(Natural-language object grounding data)
Content starts

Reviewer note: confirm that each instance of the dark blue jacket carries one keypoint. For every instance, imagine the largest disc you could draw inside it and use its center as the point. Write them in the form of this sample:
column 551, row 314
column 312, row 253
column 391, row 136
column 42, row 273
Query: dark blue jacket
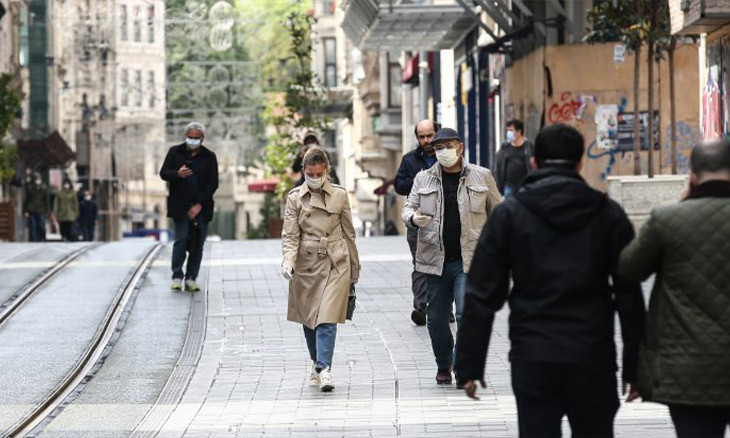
column 412, row 163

Content ends

# TASK STATEMENT:
The copy should match the records above exactly, except that pictures are dropped.

# SOLUTION BELOW:
Reviewer note: confirm that each instance of the dark blue jacket carries one keypoint. For every instance, imagine the largest disc you could draw inside it and use its center as the point. Write them in the form of this sample:
column 551, row 314
column 312, row 253
column 391, row 136
column 42, row 273
Query: dark blue jacket
column 412, row 163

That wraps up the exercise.